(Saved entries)

((

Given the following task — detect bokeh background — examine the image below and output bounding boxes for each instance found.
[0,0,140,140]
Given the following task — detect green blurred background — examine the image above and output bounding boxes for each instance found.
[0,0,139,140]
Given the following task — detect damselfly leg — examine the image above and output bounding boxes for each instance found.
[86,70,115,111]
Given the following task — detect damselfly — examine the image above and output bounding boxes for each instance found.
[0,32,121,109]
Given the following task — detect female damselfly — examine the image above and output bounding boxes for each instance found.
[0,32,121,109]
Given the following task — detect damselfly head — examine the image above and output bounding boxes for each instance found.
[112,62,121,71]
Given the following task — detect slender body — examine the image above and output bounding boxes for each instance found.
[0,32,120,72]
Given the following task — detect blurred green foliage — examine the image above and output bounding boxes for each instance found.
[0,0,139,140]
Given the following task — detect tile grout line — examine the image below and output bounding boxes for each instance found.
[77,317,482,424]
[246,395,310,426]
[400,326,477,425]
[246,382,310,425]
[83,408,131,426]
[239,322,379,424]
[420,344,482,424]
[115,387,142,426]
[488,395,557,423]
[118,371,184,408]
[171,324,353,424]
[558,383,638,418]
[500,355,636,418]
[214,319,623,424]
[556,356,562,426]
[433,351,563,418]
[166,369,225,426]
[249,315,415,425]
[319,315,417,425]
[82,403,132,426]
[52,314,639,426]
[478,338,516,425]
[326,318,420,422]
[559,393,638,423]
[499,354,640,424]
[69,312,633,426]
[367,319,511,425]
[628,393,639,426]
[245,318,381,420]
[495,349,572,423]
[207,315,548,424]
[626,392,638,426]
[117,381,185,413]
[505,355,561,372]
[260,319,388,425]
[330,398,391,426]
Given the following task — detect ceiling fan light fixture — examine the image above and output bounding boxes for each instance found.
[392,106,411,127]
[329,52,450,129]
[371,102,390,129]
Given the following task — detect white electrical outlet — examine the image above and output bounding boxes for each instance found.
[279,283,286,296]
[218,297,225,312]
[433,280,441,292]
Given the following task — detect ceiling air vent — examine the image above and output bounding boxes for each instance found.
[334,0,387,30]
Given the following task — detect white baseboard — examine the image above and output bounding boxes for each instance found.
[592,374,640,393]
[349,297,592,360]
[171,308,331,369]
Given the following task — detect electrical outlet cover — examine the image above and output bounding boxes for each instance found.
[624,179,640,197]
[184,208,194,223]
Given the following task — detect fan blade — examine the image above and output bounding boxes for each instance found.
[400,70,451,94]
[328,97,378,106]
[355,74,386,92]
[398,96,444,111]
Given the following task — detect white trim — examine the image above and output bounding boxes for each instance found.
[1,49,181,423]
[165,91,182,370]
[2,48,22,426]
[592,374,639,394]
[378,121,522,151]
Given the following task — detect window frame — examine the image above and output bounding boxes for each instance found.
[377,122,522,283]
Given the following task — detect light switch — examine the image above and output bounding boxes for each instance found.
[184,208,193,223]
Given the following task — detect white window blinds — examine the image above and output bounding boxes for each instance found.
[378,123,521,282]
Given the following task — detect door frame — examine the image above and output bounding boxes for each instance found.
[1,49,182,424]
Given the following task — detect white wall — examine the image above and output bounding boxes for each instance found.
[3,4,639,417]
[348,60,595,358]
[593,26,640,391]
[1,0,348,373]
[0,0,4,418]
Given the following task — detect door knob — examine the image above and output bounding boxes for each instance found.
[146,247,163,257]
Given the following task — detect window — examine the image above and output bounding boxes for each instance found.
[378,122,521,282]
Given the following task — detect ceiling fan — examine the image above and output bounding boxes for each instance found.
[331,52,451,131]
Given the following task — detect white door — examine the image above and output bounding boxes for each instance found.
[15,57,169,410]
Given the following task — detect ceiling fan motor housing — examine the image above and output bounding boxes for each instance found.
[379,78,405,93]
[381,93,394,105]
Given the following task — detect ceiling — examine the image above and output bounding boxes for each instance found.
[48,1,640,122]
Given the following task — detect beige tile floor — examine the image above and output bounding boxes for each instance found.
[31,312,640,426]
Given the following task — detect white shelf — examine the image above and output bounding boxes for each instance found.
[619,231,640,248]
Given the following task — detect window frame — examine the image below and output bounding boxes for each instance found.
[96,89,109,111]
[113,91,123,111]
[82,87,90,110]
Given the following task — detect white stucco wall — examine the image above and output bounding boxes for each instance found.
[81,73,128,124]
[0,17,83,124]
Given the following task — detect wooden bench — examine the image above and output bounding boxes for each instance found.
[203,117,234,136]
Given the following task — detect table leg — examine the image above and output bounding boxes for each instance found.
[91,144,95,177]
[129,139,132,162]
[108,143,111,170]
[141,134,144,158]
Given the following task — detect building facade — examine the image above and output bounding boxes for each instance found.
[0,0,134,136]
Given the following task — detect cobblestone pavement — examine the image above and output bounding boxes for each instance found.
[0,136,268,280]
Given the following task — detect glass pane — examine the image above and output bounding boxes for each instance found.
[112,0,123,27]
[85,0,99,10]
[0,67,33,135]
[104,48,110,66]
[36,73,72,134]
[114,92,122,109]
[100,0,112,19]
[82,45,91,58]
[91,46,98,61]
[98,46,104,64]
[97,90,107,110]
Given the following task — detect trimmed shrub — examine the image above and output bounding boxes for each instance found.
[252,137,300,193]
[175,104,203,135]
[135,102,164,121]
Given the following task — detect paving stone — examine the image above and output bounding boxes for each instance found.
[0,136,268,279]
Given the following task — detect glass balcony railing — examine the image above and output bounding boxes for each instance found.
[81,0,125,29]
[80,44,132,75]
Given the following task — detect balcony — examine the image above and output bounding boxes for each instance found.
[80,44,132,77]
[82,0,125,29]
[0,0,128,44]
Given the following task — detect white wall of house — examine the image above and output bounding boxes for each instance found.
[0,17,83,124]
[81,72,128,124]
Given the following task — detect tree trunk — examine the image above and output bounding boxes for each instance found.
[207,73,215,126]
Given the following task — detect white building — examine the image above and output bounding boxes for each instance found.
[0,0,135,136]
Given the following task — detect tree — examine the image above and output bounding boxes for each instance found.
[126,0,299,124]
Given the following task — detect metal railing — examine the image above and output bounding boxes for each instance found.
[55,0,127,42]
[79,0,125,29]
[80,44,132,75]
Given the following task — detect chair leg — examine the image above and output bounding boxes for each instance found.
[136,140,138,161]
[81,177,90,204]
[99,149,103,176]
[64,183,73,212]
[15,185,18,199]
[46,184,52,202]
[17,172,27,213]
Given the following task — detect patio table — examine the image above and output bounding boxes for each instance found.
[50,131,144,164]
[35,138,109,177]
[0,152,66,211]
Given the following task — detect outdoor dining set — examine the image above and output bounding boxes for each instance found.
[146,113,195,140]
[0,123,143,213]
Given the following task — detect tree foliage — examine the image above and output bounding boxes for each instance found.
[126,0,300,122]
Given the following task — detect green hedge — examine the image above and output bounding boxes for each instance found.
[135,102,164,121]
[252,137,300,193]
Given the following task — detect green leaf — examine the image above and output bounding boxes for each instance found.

))

## Work order
Please copy the line holding "Given the following task — detect balcony" and all lines after it to the end of the records, exactly, and nothing else.

## Solution below
Given the following task — detect balcony — examine the image above and output bounding boxes for each instance found.
[80,44,132,77]
[82,0,125,29]
[0,0,128,44]
Given the following task — detect white wall of house — examine the image above and output bounding boxes for each instance found.
[0,17,83,124]
[81,72,128,124]
Given the following task — detect tree trunk — examine the image above and output bounding boxes for each instance found.
[207,73,215,126]
Given the following task — detect white building — examine the image above and output bounding boxes for each instance found.
[0,0,135,136]
Given the following task — detect tree — examine the image above and output bounding boxes for each instance found.
[126,0,299,124]
Given the following task — detect metal railing — examine the image above and output bounding boxes for each instance found.
[55,0,127,42]
[79,0,125,29]
[80,44,132,75]
Given the following task — detect chair leg — examine the image above and output bounding boxes for each instance found.
[136,140,138,161]
[81,177,90,204]
[99,149,103,176]
[64,183,73,212]
[15,185,18,199]
[46,184,52,202]
[17,172,27,213]
Given the following task — detect patio table — examine the image above and output bounding boxes for each instance found.
[50,131,144,164]
[35,138,109,177]
[0,152,66,211]
Given the following task — detect outdoor dining set — examine the image above and output bounding boxes for each instance found.
[146,113,195,140]
[0,123,143,213]
Given the following task — detect tree foliage — examine the image above and output bounding boxes for each instance found.
[126,0,300,122]
Given the following task — detect green hedge — examine the image above and output bounding boxes for each instance found.
[135,102,164,121]
[252,137,300,193]
Given the following task — detect green leaf — examine the image above and output bounding boxes for each instance found.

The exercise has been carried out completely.